── DATASET EXTRACT ──
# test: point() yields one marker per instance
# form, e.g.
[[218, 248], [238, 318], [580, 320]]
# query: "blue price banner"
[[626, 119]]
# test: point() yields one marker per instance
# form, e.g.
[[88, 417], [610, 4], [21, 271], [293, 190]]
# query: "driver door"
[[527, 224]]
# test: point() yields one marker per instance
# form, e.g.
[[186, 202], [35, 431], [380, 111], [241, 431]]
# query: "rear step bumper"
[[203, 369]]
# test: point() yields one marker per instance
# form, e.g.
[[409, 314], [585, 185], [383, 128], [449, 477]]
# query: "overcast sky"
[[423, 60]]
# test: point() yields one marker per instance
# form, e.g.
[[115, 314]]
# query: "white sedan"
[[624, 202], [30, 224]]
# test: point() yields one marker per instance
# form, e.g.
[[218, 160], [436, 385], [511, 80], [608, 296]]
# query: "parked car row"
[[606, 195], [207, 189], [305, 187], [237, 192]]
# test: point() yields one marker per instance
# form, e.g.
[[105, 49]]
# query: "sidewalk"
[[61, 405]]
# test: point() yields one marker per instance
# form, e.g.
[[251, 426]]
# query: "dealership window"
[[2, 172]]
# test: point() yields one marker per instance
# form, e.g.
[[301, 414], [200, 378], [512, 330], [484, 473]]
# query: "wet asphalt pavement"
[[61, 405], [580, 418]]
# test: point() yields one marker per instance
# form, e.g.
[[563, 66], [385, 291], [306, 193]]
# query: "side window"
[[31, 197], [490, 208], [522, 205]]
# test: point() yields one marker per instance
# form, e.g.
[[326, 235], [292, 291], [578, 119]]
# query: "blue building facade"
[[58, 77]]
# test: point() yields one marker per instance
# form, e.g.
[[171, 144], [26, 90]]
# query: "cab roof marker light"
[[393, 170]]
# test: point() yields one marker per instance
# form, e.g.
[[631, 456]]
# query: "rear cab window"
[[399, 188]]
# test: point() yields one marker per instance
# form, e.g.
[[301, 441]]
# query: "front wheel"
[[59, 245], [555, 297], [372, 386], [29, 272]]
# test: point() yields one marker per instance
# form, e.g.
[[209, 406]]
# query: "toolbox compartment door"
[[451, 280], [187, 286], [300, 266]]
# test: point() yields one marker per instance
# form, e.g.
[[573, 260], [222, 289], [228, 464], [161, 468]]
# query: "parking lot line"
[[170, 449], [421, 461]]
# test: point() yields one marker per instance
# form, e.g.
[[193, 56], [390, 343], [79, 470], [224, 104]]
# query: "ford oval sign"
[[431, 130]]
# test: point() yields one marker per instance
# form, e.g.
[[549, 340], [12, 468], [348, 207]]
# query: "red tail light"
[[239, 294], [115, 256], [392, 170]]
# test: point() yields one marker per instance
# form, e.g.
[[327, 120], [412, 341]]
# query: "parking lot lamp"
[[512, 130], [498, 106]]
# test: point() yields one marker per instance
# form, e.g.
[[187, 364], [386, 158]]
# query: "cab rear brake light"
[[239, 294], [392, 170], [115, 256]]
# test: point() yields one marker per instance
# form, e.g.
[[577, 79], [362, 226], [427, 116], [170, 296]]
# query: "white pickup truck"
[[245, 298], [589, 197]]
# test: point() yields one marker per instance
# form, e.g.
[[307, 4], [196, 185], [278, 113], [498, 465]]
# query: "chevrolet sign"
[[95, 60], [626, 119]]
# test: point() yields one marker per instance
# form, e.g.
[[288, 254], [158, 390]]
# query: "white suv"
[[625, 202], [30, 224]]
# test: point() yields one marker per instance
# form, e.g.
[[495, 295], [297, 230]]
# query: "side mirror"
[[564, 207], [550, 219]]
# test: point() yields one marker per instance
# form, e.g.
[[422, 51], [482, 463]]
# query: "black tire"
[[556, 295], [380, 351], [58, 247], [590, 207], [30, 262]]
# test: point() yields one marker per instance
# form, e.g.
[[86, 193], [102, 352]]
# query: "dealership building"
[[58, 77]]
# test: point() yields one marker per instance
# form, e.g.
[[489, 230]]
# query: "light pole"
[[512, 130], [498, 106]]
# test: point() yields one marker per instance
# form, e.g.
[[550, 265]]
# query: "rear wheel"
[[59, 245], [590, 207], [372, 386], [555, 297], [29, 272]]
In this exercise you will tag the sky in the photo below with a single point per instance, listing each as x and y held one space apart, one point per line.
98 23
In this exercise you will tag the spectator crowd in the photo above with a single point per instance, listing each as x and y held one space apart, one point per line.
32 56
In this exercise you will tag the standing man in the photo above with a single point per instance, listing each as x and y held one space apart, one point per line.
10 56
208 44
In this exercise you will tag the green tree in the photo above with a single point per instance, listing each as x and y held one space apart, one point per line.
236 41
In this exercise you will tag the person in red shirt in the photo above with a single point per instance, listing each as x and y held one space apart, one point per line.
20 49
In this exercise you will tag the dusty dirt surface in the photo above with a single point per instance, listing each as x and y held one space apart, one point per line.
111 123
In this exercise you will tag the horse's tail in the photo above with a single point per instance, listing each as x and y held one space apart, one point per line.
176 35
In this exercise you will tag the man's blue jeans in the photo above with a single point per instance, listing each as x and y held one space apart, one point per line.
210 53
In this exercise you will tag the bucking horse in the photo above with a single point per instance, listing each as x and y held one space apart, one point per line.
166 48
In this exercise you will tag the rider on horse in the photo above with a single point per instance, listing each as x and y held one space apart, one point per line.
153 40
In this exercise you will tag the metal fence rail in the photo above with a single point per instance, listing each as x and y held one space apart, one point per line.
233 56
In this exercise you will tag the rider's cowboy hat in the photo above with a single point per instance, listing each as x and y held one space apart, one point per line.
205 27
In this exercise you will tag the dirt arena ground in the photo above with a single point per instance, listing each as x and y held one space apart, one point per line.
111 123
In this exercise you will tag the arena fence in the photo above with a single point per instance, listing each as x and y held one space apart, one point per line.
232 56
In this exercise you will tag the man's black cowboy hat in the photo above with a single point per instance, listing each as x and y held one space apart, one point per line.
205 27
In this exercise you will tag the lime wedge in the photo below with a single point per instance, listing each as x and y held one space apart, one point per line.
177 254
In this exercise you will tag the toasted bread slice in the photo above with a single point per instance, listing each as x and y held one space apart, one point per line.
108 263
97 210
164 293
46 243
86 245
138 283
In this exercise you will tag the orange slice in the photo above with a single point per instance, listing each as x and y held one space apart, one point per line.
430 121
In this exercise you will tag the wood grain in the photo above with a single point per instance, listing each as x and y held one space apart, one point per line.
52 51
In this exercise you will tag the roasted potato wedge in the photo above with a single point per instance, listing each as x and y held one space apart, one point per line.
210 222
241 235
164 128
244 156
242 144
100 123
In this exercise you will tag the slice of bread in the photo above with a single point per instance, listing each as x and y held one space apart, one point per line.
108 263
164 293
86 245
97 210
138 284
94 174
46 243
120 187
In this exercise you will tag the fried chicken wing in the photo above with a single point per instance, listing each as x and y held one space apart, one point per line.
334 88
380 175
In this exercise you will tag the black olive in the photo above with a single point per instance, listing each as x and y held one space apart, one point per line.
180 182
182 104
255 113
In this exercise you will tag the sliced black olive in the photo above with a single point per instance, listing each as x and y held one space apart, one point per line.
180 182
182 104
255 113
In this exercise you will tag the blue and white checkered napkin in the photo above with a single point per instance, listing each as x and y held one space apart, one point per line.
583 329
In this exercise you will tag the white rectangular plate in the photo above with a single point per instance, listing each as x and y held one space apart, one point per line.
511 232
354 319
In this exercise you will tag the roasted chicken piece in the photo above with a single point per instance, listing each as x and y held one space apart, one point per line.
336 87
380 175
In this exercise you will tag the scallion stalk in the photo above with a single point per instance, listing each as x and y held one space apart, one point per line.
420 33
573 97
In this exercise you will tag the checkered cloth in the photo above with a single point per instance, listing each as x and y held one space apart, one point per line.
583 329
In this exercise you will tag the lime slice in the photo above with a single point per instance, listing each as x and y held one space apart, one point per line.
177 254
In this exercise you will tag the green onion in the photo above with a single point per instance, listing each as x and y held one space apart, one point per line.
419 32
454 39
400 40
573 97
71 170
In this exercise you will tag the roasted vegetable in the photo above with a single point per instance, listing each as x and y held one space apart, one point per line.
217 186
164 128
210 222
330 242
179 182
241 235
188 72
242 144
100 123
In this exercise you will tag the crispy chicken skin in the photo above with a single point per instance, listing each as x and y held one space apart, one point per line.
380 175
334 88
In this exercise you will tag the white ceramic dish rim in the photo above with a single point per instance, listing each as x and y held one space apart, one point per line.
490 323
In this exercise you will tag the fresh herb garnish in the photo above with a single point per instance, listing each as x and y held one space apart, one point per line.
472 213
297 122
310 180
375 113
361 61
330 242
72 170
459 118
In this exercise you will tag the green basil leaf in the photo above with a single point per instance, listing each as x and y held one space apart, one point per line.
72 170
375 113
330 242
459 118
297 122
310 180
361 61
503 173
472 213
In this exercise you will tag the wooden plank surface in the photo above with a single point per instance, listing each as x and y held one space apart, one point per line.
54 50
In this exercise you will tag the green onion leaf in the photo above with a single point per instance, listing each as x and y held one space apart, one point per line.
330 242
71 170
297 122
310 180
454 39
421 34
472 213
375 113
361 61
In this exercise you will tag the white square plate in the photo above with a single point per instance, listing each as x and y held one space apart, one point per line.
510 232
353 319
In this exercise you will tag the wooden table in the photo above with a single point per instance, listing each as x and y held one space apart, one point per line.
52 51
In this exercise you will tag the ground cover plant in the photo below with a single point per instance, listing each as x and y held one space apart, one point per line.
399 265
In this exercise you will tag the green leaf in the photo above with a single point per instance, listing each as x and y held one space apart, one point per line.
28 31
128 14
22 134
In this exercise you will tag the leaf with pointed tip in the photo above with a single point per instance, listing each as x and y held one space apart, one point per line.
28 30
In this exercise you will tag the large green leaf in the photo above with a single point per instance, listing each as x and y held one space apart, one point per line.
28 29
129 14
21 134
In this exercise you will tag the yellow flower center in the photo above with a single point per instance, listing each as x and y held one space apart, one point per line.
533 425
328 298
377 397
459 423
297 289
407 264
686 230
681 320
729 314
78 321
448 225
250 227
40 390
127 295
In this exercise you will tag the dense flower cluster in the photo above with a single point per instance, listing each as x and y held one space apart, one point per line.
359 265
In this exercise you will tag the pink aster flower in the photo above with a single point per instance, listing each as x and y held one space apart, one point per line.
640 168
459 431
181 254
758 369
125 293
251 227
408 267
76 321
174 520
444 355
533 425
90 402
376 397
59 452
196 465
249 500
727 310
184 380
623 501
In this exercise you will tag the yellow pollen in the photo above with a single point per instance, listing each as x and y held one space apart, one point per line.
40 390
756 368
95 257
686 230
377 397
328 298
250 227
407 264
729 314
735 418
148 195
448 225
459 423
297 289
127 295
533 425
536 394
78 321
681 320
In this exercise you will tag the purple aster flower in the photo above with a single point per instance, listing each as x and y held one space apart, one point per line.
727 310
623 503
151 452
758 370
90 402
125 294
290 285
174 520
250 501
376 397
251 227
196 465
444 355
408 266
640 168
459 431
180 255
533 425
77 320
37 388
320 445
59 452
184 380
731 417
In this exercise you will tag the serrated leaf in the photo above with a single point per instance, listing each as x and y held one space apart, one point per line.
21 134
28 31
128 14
───
» ASSIGNED TASK: Nothing should appear in the answer except the lines above from the line with "[[631, 456]]" through the line with "[[209, 406]]", both included, written out exactly.

» TASK SOLUTION:
[[631, 456]]
# query: "rear cab window"
[[399, 188]]
# test: point() yields one marker per instance
# form, e.g.
[[301, 441]]
# query: "front wheel"
[[59, 245], [555, 297], [372, 386], [29, 272]]
# test: point() yields one marker per instance
# form, e.g.
[[209, 406]]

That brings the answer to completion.